Task requirements => Your task is to repeat the listing exactly.

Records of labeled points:
########

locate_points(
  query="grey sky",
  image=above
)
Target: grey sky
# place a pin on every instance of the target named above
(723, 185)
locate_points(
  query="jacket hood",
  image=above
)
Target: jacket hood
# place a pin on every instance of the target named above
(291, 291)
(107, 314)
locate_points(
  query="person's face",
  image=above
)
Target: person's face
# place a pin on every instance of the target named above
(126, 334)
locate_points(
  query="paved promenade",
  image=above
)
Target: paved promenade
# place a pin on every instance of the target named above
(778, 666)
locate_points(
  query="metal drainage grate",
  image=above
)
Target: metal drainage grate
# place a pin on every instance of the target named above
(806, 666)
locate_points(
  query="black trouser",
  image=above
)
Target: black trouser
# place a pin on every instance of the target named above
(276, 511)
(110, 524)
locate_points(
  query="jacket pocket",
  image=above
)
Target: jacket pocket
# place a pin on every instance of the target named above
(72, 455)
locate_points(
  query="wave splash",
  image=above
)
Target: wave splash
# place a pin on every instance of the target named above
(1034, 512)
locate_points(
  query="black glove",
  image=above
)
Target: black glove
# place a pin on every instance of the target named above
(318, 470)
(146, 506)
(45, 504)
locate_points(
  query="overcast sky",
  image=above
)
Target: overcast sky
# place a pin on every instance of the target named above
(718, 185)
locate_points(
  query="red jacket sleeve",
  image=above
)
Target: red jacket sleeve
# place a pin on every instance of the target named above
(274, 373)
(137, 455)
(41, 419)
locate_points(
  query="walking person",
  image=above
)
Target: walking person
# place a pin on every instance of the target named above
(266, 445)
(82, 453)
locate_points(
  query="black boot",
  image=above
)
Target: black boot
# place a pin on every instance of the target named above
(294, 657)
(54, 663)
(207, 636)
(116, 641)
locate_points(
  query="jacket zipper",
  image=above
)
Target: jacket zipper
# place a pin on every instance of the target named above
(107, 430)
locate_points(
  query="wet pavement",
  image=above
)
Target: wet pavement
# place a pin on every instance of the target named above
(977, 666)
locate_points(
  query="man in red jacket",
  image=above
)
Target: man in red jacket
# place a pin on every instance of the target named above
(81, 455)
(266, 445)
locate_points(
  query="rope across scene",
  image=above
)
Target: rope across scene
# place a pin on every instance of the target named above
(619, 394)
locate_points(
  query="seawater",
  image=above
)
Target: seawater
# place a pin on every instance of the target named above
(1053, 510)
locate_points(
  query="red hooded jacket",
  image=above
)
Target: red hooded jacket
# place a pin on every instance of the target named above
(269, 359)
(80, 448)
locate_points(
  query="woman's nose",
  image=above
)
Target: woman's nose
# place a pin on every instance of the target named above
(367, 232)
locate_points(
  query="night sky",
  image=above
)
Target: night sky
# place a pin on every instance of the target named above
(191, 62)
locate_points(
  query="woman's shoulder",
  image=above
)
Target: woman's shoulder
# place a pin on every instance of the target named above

########

Completed task =>
locate_points(
  query="grey sky",
  image=above
)
Target: grey sky
# place a pin on every instance of the target named above
(723, 185)
locate_points(
  query="jacket hood",
  image=above
)
Target: jacket hood
# place a pin on every instance of the target named above
(291, 291)
(107, 314)
locate_points(
  query="person's face",
  image=above
)
Target: person's face
# place a pin on every instance of the target named above
(126, 334)
locate_points(
  query="paved promenade",
  image=above
)
Target: paved promenade
# place a pin on every instance of the target named above
(778, 666)
locate_points(
  query="metal drainage grate",
  image=above
)
Target: metal drainage grate
# place a pin on every instance of the target named above
(806, 666)
locate_points(
  query="black trouser",
  image=above
)
Target: black trouser
# place a pin on every instance of the target named above
(276, 511)
(110, 524)
locate_points(
  query="jacket pocket",
  image=above
)
Target: jacket pocket
# place a pin on every instance of the target named above
(72, 455)
locate_points(
  query="wave splash",
  image=above
)
Target: wave splash
# place a pin on every instance of the target named above
(1034, 512)
locate_points(
  query="black glove",
  image=above
)
Target: black glove
# place a pin on every instance of the target named above
(318, 470)
(146, 506)
(45, 504)
locate_points(
  query="overcast sky",
  image=above
)
Target: overcast sky
# place a pin on every instance of the target named above
(718, 185)
locate_points(
  query="red jacket sleeve",
  image=above
)
Target: red jacket sleeve
# place a pin on every instance of the target named above
(274, 373)
(137, 455)
(41, 419)
locate_points(
  query="walking person",
  image=above
)
Target: walking person
# place a pin on every instance of the target named above
(266, 445)
(82, 453)
locate_points(
  query="black boot",
  image=above
)
Target: black boot
# place a pin on every instance of the target named above
(294, 657)
(54, 663)
(207, 636)
(116, 641)
locate_points(
  query="jacket zipper",
  image=above
)
Target: jacket zipper
# place a pin on every instance of the target named above
(107, 430)
locate_points(
  query="wet pavement",
  image=above
)
Target: wet pavement
# place a pin on every instance of the target named above
(977, 666)
locate_points(
  query="man in red jacket",
  image=above
)
Target: man in red jacket
# place a pin on every instance of the target named above
(81, 455)
(266, 445)
locate_points(
  query="rope across scene",
  image=above
)
Target: rope across scene
# place a pin on every instance of the target named above
(619, 394)
locate_points(
  query="seawater",
  image=above
)
Target: seawater
# place a pin on every instance of the target named above
(1053, 510)
locate_points(
  query="red hooded jacket",
  image=above
)
Target: red hooded jacket
# place a pin on every instance of the target named above
(269, 359)
(80, 448)
locate_points(
  query="woman's nose",
  image=above
)
Target: woman's nose
# place a pin on every instance of the target named above
(367, 232)
locate_points(
  query="night sky",
  image=above
)
Target: night sky
# place a pin on every instance of the target named above
(191, 62)
locate_points(
  query="woman's shoulder",
  image=above
)
Target: woman's shoulder
# place a pin on every instance of the target named above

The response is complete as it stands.